## Given problem
Please print the full listing exactly.

================

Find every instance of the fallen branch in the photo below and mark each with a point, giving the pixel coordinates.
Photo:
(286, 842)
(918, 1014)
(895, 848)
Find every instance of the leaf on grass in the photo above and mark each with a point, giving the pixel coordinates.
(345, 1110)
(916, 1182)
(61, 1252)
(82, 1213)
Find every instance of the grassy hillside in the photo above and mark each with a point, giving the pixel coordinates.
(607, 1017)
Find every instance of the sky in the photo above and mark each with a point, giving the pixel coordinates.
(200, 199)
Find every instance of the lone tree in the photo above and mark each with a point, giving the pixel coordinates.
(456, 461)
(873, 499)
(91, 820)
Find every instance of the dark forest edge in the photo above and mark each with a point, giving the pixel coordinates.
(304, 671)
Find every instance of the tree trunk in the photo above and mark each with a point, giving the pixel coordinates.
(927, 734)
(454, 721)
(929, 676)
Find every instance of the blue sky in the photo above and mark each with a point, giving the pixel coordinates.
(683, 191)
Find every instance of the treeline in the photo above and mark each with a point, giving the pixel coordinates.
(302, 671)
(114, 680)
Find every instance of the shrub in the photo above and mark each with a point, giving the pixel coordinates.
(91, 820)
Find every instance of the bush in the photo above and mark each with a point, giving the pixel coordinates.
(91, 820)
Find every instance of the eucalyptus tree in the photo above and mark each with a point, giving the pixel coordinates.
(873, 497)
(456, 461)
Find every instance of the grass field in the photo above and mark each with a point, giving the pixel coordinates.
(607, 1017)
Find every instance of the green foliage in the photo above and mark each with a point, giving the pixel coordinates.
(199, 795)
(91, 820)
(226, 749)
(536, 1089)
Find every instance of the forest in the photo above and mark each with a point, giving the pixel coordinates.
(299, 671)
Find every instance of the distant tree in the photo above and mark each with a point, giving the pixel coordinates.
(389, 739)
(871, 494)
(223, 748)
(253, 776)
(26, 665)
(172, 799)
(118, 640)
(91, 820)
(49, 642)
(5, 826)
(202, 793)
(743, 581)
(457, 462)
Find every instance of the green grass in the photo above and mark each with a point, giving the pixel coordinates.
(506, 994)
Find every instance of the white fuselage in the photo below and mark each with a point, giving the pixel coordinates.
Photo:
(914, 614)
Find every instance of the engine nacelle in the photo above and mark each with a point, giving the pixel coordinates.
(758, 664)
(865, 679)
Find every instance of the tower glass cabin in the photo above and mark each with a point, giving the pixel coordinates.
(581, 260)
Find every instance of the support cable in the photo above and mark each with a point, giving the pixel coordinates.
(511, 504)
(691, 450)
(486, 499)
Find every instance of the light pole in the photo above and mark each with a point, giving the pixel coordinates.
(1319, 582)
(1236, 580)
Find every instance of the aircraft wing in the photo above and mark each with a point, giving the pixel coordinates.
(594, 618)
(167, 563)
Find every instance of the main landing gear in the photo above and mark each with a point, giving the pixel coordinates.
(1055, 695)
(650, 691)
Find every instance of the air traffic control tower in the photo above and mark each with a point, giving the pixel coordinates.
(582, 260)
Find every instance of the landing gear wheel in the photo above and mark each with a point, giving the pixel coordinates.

================

## Solution to this exercise
Find every instance of the fallen branch in the photo below and mark each with a point, giving the pixel coordinates.
Photo:
(286, 842)
(918, 1014)
(895, 848)
Find every instance of the leaf on grass in the photo above and mark each with a point, giving the pixel coordinates.
(345, 1110)
(916, 1182)
(61, 1252)
(82, 1213)
Find every instance of the grassy hillside in the photo above and mark each with a point, giving the pixel coordinates.
(607, 1017)
Find every instance of the sky in the photo above and mark each with a point, giving the pixel coordinates.
(200, 199)
Find every instance of the lone tree in the photo above and mark each with a point, giving the pixel coordinates.
(456, 461)
(873, 499)
(91, 820)
Find every instance of the dark forest edge in the photo above and mark each with a point, giving the pixel coordinates.
(304, 671)
Find every instance of the tree trunk in the photo above and mark each with a point, giving the pixel coordinates.
(927, 734)
(454, 721)
(929, 676)
Find every instance of the blue sky in the photo above and mark each with a point, giving the pixel coordinates.
(683, 191)
Find every instance of the treeline in the photo above and mark each with a point, giving the pixel coordinates.
(302, 671)
(114, 680)
Find every instance of the shrub in the photo above and mark each with a point, giving the pixel coordinates.
(91, 820)
Find every instance of the bush in the photo above and mark each with a point, giving the pixel coordinates.
(91, 820)
Find every instance of the eucalyptus tree in the photo above and mark each with a point, giving the pixel coordinates.
(873, 497)
(456, 461)
Find every instance of the grass field in the photo above and mark each with a point, giving the pixel coordinates.
(607, 1017)
Find every instance of the green foliage in the photo above and mark each with a point, giving the pixel coordinates.
(199, 795)
(91, 820)
(226, 749)
(536, 1089)
Find every instance of the forest in the photo above and mark each with a point, giving the pixel coordinates.
(299, 671)
Find every instance of the distant tree in the photo above and mark each with a point, giving the pixel coordinates.
(389, 739)
(871, 494)
(223, 748)
(253, 776)
(26, 665)
(172, 799)
(118, 640)
(91, 820)
(49, 642)
(5, 826)
(202, 793)
(743, 581)
(457, 462)
Find every instance of the green grass in the photo above and mark each with a point, giving the pixel coordinates.
(506, 994)
Find every instance of the white fuselage in the photo below and mark each with a point, giving the pixel coordinates.
Photo:
(914, 614)
Find every instance of the engine nacelle in the photo above and mark each with a point, giving the pixel coordinates.
(758, 664)
(865, 679)
Find every instance of the tower glass cabin in the photo above and mark each with a point, giving the pixel coordinates.
(581, 260)
Find every instance of the support cable in the photo above and mark each with a point, giving the pixel coordinates.
(511, 504)
(691, 450)
(486, 499)
Find every instance of the light pole in the photo above and mark each with a point, giving the pixel coordinates.
(1319, 582)
(1236, 580)
Find every instance of the aircraft wing in the photo above and mark each with a point, giving the pixel coordinates.
(594, 618)
(167, 563)
Find every instance of the main landing gear in the photo above and mark each with a point, giving the pixel coordinates.
(1055, 695)
(650, 691)
Find every instance of the air traffic control tower in the photo above and mark each with a point, giving the pixel coordinates.
(582, 260)
Find every instance of the landing gear wheel in the photo above and mark each with a point, giving the pixel coordinates.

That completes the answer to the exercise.